Однако на этот раз исключение оказалось совершенно иным, качественно отличным от исключения 1887 г. Можно сказать, что эти два события отличались друг от друга, как детство отличается от юности. Детской наивности и неосознанной импульсивности поступков в поведении К. Раковского уже не было. Напротив, он прекрасно осознавал что делает и к каким последствиям это может привести.
Очень показательно письмо Раковского к родителям по поводу его исключения в 1890 г. из габровской гимназии. Оно четко иллюстрирует направленность эмоционального и политического становления личности автора. Раковский точно знал теперь, что его деятельность не может быть одобрена реакционным руководством гимназии. Однако он считал себя правым даже после окончательного исключения, уже без права восстановления в каком бы то ни было болгарском учебном заведении. Он пишет родителям, чтобы объяснить свою позицию и доказать, что имеет право на их прощение и уважение: «Я исключен из всех училищ княжества Болгарии… но это ничего не стоит. Я уже не мог учиться в Болгарии… я не виновен. Я не виновен, говорю вам, – исключен, как и другие до меня, и как те, кто будет исключен после».[25] Цитата, приведенная Л. Чакаловой, показывает Раковского только как извиняющегося мальчика. В архиве мы нашли это письмо, которое представляет совсем другую сущность Раковского. Он писал: «У Болгарии и его правительства я не буду просить извинения и этим горжусь, т[ак] к[ак] я не виновен… Оценки мои хорошие, но они не значат ничего: я уже не могу и не хочу учиться в Болгарии… меня исключили, как и многих других до меня только из-за капризов директора… Я нравственен и это говорю с гордостью, т[ак] к[ак] настоящая нравственность состоит не в том, чтобы быть покорным рабом учителей и всех, кому захочется… Я человек! И я горжусь этим, и мое будущее это покажет!»[26] Это письмо достаточно ярко свидетельствует о зрелости 17-летнего юноши.

[Выполните задания]
[1] Выведите из исходного текста отрывок от слов «Однако на этот» до слов «это может привести.» включительно.
[2] Выпишите по порядку все числа, записанные в исходном тексте цифрами.

[Выдержки из данных]
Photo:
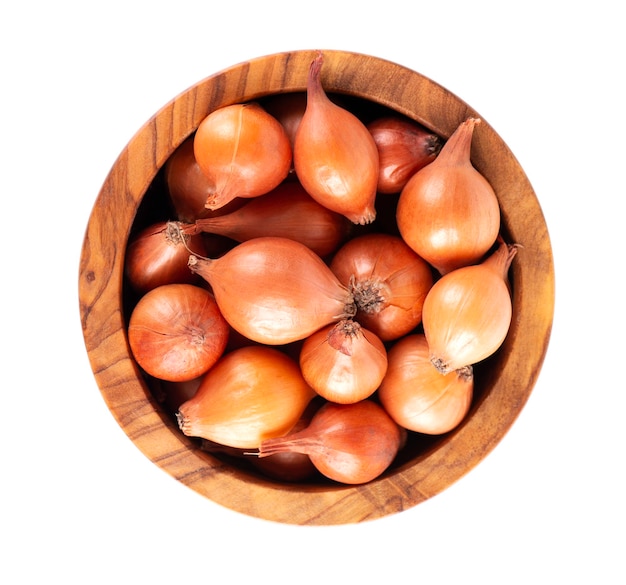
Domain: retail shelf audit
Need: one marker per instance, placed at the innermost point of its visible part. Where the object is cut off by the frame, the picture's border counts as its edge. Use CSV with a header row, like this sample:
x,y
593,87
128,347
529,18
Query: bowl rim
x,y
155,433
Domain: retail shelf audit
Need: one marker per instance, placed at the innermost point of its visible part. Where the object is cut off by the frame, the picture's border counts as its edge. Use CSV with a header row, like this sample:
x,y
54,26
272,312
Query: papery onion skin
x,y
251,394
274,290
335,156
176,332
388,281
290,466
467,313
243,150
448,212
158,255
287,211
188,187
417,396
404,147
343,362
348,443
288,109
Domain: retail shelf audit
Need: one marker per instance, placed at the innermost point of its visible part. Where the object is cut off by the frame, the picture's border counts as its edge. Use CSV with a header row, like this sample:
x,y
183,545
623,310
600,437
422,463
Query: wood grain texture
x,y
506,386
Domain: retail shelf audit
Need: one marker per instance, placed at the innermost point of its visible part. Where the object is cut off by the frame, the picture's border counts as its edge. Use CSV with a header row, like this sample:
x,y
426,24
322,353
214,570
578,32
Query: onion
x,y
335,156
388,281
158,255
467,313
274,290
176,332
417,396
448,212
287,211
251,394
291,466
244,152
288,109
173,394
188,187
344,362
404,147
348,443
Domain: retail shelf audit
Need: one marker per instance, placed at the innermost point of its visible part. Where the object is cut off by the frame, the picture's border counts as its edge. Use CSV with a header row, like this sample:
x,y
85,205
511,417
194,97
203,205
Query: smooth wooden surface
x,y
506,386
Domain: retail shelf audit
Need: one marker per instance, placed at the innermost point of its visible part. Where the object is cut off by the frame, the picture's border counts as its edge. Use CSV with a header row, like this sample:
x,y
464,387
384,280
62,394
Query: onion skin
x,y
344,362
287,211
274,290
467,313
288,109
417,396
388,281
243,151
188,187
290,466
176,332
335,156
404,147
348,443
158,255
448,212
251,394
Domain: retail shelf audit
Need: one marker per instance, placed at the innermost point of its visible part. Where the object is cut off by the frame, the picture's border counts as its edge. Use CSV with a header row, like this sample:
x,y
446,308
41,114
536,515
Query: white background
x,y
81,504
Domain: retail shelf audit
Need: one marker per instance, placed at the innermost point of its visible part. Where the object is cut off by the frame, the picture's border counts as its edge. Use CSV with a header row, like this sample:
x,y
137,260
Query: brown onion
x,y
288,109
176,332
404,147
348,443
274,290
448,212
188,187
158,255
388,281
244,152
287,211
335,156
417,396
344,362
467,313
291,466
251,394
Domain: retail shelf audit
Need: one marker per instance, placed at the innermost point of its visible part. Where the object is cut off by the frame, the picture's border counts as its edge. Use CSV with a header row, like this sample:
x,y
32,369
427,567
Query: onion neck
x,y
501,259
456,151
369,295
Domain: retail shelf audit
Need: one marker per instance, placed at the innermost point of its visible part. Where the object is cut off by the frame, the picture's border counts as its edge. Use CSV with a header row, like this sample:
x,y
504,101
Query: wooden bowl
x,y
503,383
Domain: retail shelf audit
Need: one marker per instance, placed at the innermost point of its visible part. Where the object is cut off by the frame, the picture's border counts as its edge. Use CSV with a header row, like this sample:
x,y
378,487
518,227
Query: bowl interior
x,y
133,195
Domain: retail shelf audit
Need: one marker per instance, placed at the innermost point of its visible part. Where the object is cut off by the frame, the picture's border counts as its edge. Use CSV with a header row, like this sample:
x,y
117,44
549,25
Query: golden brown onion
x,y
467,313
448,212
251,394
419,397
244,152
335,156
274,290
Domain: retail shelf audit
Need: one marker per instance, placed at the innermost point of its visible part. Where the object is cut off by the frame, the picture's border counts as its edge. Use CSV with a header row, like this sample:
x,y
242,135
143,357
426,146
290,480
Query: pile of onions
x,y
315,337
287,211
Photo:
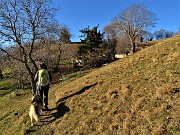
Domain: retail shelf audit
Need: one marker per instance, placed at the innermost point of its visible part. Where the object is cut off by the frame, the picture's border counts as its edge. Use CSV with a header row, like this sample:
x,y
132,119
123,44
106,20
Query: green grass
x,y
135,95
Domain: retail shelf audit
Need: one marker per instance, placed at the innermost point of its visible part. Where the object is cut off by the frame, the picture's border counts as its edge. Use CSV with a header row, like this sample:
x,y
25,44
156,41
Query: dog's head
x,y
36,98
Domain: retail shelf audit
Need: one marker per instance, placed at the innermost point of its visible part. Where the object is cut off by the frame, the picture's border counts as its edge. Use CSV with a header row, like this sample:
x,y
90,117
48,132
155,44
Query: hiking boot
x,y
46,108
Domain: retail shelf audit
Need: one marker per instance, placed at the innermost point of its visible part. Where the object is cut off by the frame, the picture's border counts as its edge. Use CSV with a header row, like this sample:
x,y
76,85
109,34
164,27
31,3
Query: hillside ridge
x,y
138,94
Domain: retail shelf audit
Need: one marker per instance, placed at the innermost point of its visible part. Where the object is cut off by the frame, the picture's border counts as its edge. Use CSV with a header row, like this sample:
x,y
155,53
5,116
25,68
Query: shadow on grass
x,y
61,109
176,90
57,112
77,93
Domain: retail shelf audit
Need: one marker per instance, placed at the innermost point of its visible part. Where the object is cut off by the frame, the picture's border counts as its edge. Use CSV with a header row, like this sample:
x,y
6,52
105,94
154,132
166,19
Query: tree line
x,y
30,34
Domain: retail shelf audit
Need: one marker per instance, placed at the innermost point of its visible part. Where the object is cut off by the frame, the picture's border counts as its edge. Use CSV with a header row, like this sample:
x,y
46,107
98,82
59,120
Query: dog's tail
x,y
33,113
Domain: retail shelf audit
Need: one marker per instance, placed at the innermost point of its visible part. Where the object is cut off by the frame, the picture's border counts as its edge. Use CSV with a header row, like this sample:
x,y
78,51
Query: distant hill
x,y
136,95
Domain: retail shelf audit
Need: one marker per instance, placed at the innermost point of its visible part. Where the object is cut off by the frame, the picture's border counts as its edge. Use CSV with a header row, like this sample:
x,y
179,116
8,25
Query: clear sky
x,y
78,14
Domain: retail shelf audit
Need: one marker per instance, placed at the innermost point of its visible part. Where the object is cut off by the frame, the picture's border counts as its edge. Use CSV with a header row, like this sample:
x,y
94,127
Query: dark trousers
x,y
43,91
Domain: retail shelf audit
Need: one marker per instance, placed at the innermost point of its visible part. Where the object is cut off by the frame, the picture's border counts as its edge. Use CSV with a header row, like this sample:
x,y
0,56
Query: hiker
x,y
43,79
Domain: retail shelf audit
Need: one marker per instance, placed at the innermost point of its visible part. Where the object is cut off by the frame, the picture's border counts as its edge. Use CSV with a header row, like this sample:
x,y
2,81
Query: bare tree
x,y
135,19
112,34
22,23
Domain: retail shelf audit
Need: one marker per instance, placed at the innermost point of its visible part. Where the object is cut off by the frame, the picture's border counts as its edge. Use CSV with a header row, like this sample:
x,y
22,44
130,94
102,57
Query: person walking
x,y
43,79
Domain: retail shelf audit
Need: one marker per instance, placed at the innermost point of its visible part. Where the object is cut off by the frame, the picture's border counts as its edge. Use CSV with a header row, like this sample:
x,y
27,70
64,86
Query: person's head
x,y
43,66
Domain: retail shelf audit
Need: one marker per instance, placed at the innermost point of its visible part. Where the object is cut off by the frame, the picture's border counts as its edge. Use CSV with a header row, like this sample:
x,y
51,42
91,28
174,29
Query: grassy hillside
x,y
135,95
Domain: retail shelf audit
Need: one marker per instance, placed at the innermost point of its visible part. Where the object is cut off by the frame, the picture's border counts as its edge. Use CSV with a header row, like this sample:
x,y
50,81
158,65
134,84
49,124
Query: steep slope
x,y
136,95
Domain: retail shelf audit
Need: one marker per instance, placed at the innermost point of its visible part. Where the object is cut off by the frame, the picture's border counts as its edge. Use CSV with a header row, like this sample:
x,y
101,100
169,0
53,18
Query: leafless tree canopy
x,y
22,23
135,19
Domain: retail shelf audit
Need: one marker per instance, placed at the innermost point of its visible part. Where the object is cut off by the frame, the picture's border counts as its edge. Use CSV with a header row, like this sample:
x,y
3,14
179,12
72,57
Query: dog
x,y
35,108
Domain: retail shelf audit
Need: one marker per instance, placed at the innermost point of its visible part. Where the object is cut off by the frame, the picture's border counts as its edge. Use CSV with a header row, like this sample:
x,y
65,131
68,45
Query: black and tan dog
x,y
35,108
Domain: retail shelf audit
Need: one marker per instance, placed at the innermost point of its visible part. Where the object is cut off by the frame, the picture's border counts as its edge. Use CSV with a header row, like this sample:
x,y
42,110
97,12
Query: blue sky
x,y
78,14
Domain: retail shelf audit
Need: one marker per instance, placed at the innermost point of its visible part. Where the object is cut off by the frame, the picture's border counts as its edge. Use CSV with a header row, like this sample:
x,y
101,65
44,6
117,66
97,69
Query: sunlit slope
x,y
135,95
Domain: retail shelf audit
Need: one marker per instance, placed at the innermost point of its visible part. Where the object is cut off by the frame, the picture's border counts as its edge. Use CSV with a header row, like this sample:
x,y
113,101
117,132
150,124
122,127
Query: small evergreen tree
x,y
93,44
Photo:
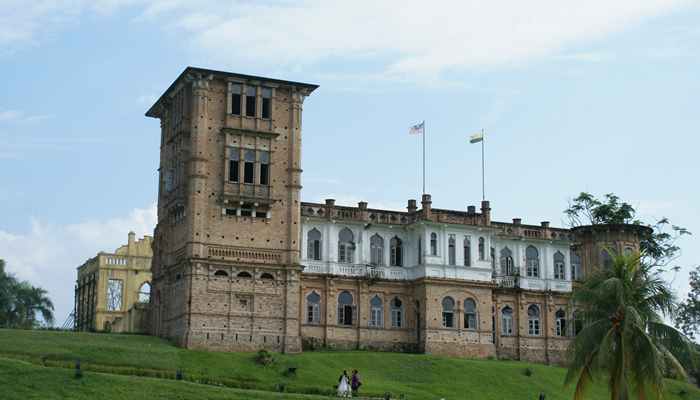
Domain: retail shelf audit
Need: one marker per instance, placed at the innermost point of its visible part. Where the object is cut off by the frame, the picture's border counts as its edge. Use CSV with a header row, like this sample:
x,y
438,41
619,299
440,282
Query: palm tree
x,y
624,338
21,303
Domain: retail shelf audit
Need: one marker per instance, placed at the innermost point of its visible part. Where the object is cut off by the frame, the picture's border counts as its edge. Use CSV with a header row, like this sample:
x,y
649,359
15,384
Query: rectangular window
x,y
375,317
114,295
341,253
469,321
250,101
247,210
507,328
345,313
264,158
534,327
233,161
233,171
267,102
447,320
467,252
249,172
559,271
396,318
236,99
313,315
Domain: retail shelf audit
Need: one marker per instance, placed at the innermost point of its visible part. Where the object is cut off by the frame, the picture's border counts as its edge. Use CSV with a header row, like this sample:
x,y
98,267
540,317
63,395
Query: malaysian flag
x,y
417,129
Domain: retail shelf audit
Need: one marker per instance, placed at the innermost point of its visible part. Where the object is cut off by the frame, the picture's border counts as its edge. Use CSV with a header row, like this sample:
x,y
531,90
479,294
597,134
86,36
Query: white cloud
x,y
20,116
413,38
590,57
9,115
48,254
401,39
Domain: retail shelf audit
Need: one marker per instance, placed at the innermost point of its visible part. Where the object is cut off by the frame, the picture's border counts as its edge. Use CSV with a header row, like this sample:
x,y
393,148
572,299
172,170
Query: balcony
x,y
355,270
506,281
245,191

==

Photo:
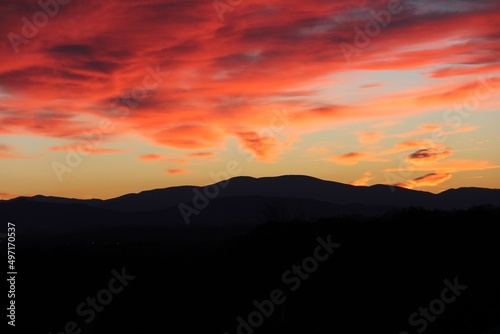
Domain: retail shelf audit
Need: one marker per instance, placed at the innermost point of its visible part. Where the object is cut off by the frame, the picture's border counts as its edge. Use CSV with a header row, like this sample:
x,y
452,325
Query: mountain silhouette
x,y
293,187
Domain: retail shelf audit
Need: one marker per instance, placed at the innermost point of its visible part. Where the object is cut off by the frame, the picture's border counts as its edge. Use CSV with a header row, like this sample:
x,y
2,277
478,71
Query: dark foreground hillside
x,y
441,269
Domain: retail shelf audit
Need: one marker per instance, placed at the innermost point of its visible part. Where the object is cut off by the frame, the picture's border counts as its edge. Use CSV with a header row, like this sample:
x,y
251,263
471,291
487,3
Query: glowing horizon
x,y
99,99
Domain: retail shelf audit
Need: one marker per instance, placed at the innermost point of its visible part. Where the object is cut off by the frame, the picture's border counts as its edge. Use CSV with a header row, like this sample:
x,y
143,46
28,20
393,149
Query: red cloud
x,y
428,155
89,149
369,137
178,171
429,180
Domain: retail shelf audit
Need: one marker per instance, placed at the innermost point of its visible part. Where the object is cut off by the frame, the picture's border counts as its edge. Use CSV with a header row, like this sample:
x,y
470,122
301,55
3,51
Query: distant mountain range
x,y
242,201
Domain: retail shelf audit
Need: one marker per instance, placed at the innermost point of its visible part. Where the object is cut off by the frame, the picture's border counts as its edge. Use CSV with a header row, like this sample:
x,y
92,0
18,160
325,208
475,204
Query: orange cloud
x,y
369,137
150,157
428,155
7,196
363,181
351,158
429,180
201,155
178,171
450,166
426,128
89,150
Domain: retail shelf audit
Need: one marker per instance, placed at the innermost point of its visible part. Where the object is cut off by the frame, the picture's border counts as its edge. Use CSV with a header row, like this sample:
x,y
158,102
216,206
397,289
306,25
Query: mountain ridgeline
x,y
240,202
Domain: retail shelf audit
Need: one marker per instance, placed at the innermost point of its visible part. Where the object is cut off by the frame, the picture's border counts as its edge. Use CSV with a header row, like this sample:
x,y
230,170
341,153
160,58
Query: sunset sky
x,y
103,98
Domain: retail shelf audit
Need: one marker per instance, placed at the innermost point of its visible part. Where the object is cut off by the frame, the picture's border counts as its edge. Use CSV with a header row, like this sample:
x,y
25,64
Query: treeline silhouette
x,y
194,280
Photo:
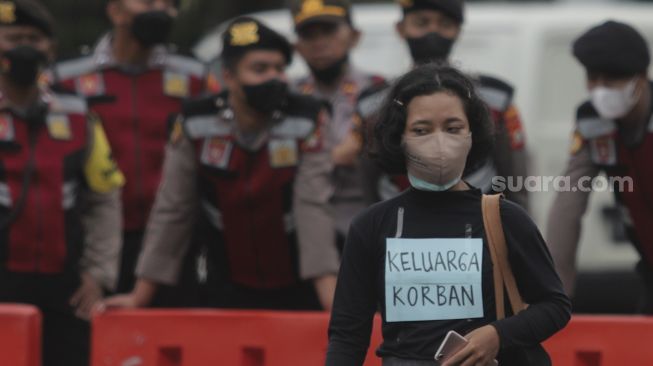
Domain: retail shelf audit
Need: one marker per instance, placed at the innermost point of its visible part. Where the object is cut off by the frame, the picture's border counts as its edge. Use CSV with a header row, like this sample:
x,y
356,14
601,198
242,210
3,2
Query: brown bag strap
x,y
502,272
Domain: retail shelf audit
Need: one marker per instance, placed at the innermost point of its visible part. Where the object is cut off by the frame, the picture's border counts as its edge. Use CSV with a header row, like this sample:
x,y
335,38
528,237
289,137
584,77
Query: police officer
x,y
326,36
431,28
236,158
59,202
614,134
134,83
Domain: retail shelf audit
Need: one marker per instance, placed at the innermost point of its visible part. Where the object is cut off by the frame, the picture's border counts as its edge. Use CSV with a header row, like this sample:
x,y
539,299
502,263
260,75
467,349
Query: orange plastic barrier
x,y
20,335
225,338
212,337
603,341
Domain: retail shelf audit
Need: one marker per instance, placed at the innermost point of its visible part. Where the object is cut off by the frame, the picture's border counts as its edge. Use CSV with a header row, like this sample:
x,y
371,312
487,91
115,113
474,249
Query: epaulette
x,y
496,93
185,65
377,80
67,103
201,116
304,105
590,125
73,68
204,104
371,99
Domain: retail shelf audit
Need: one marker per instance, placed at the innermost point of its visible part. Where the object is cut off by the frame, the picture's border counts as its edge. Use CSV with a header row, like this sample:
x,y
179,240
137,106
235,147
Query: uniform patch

[Выполненные задания]
[1]
Однако на этот раз исключение оказалось совершенно иным, качественно отличным от исключения 1887 г. Можно сказать, что эти два события отличались друг от друга, как детство отличается от юности. Детской наивности и неосознанной импульсивности поступков в поведении К. Раковского уже не было. Напротив, он прекрасно осознавал что делает и к каким последствиям это может привести.

[2] 1887, 1890, 25, 26, 17